(begin)
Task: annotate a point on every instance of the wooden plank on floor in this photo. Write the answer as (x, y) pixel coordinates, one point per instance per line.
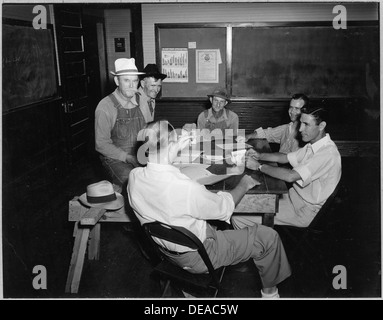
(77, 261)
(91, 217)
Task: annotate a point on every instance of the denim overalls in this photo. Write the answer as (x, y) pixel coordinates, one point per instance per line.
(128, 123)
(124, 135)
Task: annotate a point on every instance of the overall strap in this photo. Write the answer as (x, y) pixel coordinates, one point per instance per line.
(114, 100)
(138, 98)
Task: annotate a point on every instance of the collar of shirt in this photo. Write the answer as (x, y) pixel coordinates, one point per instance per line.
(162, 167)
(320, 143)
(144, 97)
(124, 102)
(210, 115)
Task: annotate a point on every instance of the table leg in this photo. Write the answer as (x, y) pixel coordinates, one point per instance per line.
(94, 243)
(77, 260)
(268, 219)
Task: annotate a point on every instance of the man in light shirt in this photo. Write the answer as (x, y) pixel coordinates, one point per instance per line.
(160, 192)
(316, 171)
(286, 134)
(118, 119)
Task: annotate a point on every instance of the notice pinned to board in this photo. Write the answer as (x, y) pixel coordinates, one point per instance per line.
(207, 65)
(174, 63)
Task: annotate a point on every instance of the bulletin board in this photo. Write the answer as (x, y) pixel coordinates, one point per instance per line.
(204, 47)
(29, 72)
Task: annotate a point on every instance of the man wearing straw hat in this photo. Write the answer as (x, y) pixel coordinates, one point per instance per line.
(118, 119)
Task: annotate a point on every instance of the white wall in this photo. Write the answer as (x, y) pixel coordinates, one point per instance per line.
(242, 12)
(118, 24)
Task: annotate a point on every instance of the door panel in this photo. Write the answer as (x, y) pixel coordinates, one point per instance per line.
(74, 78)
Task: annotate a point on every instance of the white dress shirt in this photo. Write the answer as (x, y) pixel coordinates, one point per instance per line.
(160, 192)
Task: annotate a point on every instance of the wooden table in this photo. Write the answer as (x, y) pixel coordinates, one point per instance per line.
(263, 199)
(87, 232)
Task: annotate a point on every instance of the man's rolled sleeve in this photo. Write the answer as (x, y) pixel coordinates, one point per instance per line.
(305, 174)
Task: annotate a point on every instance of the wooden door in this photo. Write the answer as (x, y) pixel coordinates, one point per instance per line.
(74, 81)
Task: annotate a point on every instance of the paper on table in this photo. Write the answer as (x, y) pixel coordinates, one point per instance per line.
(231, 146)
(198, 173)
(185, 157)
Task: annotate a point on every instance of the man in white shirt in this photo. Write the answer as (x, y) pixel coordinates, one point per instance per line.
(150, 87)
(286, 134)
(316, 171)
(160, 192)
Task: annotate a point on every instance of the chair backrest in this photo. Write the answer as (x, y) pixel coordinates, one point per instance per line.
(181, 236)
(324, 210)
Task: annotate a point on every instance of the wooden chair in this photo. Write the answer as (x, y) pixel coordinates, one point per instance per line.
(301, 239)
(176, 278)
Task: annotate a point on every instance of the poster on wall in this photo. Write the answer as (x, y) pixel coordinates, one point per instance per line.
(207, 63)
(174, 63)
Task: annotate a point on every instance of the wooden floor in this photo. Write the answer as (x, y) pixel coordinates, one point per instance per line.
(36, 231)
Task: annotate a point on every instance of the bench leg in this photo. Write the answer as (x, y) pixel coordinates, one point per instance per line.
(77, 260)
(94, 243)
(268, 219)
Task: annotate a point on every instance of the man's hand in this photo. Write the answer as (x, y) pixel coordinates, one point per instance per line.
(249, 182)
(252, 164)
(132, 160)
(251, 153)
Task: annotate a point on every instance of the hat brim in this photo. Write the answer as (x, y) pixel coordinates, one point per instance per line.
(155, 75)
(127, 73)
(220, 96)
(112, 205)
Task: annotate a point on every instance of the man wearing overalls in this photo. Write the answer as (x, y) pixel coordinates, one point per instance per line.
(218, 117)
(118, 119)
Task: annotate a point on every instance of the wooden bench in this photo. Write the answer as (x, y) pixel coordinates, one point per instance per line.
(87, 230)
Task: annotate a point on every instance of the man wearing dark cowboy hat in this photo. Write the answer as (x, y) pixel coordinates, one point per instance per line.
(218, 117)
(150, 86)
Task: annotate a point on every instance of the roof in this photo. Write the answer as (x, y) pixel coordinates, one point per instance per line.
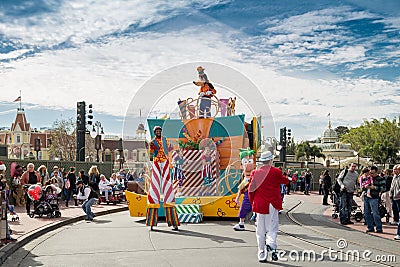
(21, 121)
(127, 144)
(41, 136)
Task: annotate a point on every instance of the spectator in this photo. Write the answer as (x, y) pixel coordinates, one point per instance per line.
(395, 194)
(84, 178)
(4, 186)
(59, 179)
(89, 196)
(326, 185)
(371, 203)
(347, 181)
(69, 185)
(94, 178)
(308, 179)
(44, 175)
(104, 186)
(30, 177)
(56, 169)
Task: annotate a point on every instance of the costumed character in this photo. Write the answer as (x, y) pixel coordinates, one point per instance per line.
(206, 172)
(231, 106)
(206, 92)
(160, 175)
(246, 157)
(17, 190)
(264, 195)
(202, 76)
(177, 173)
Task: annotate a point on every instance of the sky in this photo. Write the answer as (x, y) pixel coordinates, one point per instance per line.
(308, 58)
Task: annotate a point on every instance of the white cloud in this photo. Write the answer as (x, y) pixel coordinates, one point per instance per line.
(106, 67)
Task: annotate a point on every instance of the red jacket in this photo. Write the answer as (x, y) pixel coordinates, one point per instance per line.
(264, 189)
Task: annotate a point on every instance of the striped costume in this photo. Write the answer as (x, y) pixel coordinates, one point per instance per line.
(177, 173)
(160, 176)
(206, 172)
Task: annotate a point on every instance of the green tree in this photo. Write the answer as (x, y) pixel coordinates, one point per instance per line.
(377, 139)
(291, 147)
(341, 130)
(316, 152)
(303, 150)
(63, 140)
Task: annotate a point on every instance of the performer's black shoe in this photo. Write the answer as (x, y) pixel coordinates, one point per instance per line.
(274, 255)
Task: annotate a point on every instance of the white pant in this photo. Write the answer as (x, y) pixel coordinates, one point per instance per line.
(388, 202)
(267, 229)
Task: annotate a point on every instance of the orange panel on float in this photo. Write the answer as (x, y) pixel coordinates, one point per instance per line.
(193, 126)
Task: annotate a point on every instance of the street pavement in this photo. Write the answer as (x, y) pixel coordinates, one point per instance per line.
(119, 240)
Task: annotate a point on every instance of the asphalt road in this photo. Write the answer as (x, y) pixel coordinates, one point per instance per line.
(306, 238)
(end)
[Written task]:
In the listing above, find the line containing "Task: annotate a point on every instance of the red" and please quote exactly that line through the last one, and no other lines.

[Reply]:
Task: annotate a point on every instance of the red jacket in this photo. Write the answer as (x, y) pixel coordinates, one point per instance per line.
(264, 189)
Task: annotate a point on every instance of the striped costume in this photo. Write the answer as (x, y) pixel coordinates, one point per instance per line.
(177, 173)
(160, 176)
(206, 172)
Task: annotate a point on every instance of the green tree in this photo. Write the answer as (x, y) pixel coordinates, one point per instance per line.
(377, 139)
(291, 147)
(341, 130)
(316, 152)
(303, 150)
(63, 140)
Task: annotate a point on every instance of the performer's black shoe in this photo. Write the answer as (x, y) pixel coordinates, one point per instance per line.
(274, 255)
Task: annotate a point on every instance of the white pant in this photo. Write the answer as (x, y) pixel coordinates, one point per instance per line.
(388, 202)
(267, 229)
Task: annotate a point on every instance of the orange panel on float in this photo. Write the answer as (x, y) pixel coordinates, one point per instance per line.
(193, 126)
Task: annotate a point on every instance of the street pavement in this photo. Write the answer as (x, y) pixel coordinates, one point per instance per line.
(119, 240)
Task: annotate a point on every instance of the asphalt road in this photo. Write the answer as (x, y) pixel coordinates, one point per instance per line.
(306, 238)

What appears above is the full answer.